= TEXTO DE ORIGEM =

O escritor funde, então, três discursos: um de corte realista, que é o rememorar da possível história de família, os outros dois de corte psicológico, um deles de marcações poéticas. Há neste jogo uma tentativa de, a partir da fusão dessas três linhas garantir a existência de uma quarta possibilidade: a de ajustar a narrativa ao um não-lugar e reprovar o valor de reprodução e cópia atribuídos à mimeses porque esta agora se mostra enquanto poiesis; isto é, criação. Criação de uma realidade própria do romance ou que o considera enquanto uma das versões possíveis dentre as diversas formas de realidade. É o próprio narrador quem, noutro estágio, deixa escapar o exercício criativo patente em Arco de virar réu: “Aceitei a sugestão do Juca Bala de não perder mais tempo no esforço de separar as experiências reais das do imaginário e do onírico”.

Mas, não finda aí. A natureza onírica desse narrador refere-se sempre ao tônus do canibalismo. Uma metáfora proposital para sua condição (e, por conseguinte da condição do escritor), o seu caráter antropofágico, o que se apropria, deglute e constrói novas possibilidades de dizer a realidade. Por sua vez, os episódios dos sonhos que despertam uma sorte de interesses do primo, assomam certo inconsciente coletivo sedimentado em algures acessado nas condições de limiar: do próprio sonho, do gozo, da fé e da poesia. “Sonhar é o ensejo para mergulharmos na natureza essencial daquilo que seríamos se não fosse o pacote de regras que exigem desde o berço, que sejamos o mais próximo daquilo a que fomos, por manipulação e interesses alheios, destinados”, reflete o narrador.

O contato com esses sedimentos pela via do sonho recupera o seu lugar histórico e original de pertença ao buscar se compreender como o primitivo brasileiro e o faz se colocar em diálogo com o selvagem e o irracional, uns dos estágios reprimido pelas imposições contínuas da razão e do ideário de civilização. Nessa mesma posição não deixa de denunciar as forças que subjugaram o silvícola sobrepondo a dizimação pela morte. Isto é, ora se avista um discurso sobre o subsolo da nossa história enquanto civilização e de nossa história enquanto país, ambas calcadas pela barbárie, imperativo que domina as fantasias do narrador sobre a guerra e a dizimação dos humanos por máquinas de lhe retirar a vida.

= TRECHOS DE DADOS =
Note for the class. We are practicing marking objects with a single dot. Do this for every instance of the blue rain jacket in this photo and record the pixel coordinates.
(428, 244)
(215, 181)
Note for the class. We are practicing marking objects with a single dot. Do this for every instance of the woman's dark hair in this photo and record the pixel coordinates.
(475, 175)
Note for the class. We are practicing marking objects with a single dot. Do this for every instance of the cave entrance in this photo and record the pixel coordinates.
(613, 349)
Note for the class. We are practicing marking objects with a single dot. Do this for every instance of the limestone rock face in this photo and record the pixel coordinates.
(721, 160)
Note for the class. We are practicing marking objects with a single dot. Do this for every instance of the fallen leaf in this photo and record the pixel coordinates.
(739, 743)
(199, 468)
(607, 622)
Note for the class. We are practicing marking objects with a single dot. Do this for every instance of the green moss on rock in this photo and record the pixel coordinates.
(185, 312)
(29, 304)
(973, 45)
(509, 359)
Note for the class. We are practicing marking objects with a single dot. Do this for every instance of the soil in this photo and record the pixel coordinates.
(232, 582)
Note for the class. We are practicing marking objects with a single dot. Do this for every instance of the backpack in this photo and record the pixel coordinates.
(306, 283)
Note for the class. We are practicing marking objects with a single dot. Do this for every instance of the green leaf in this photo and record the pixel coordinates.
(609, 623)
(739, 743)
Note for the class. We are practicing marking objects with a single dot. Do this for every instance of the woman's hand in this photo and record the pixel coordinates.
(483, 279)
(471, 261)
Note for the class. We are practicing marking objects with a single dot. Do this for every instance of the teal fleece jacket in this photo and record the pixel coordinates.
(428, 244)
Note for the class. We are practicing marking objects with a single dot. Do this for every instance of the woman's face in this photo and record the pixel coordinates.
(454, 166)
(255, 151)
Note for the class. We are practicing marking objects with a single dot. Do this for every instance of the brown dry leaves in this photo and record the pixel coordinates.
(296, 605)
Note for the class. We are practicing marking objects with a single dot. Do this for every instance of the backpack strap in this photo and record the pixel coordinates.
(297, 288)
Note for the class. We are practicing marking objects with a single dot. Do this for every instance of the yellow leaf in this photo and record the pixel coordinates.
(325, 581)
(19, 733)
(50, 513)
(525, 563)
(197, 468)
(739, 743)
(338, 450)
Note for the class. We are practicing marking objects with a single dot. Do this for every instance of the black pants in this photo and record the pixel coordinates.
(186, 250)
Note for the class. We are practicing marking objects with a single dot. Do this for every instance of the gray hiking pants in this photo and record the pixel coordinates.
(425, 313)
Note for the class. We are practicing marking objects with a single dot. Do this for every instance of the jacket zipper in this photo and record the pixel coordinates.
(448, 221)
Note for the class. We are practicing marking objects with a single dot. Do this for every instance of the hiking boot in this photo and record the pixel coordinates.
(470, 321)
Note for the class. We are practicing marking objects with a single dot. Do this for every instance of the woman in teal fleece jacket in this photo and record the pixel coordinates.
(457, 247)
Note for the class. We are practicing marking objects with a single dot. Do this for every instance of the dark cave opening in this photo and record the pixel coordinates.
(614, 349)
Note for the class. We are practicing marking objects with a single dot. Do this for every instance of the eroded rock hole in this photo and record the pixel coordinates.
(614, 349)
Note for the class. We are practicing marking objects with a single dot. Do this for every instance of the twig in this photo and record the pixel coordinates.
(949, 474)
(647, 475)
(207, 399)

= INSTRUÇÕES DA TAREFA =
Por favor, responda: de acordo com o texto de origem, que sugestão de Juca Bala o narrador aceitou? A listagem foi tirada de outra fonte.

= EXERCÍCIO RESOLVIDO =
A de não perder mais tempo no esforço de separar as experiências reais das do imaginário e do onírico.